§ What is required: Return every line of the items below that contains the word "reed", treating uppercase and lowercase as different.
**** Extracted data ****
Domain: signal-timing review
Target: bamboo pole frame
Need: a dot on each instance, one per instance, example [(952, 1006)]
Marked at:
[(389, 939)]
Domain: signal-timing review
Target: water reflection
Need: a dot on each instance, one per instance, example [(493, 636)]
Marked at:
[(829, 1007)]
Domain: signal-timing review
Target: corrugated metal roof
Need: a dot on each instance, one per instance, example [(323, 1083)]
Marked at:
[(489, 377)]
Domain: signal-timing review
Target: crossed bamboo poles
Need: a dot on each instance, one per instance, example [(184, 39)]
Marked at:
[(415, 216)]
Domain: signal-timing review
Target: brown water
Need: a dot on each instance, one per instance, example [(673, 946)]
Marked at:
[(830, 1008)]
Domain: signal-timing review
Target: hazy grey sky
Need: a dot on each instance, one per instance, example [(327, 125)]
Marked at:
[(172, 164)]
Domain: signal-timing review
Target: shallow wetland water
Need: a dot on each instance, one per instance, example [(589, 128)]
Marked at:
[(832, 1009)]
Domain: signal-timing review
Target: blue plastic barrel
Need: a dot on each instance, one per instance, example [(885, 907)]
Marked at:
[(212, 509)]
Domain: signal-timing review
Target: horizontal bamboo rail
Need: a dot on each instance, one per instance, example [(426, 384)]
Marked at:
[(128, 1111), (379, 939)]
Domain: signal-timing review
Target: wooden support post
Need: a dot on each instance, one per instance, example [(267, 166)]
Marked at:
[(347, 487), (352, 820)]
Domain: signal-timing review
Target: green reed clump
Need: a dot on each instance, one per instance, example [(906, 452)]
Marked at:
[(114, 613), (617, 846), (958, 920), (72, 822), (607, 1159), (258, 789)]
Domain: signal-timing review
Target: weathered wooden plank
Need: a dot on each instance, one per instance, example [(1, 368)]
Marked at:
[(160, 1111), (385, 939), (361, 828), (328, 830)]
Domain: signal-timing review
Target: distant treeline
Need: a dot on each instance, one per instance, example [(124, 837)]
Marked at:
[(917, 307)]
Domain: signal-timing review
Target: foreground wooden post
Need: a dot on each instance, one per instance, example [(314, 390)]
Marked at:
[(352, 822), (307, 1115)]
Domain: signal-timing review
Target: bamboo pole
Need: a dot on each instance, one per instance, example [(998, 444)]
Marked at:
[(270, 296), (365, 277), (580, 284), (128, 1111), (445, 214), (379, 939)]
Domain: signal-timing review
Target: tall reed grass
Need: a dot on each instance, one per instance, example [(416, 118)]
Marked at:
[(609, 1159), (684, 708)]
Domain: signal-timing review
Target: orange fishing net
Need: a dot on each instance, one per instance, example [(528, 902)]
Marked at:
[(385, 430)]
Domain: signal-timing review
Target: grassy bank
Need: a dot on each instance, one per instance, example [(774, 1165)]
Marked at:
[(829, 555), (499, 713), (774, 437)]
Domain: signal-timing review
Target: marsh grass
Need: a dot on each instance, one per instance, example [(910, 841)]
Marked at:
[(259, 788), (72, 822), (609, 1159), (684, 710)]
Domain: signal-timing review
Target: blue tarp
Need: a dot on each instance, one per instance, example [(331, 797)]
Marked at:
****
§ The reply:
Target: green reed clump
Target: tall reed grass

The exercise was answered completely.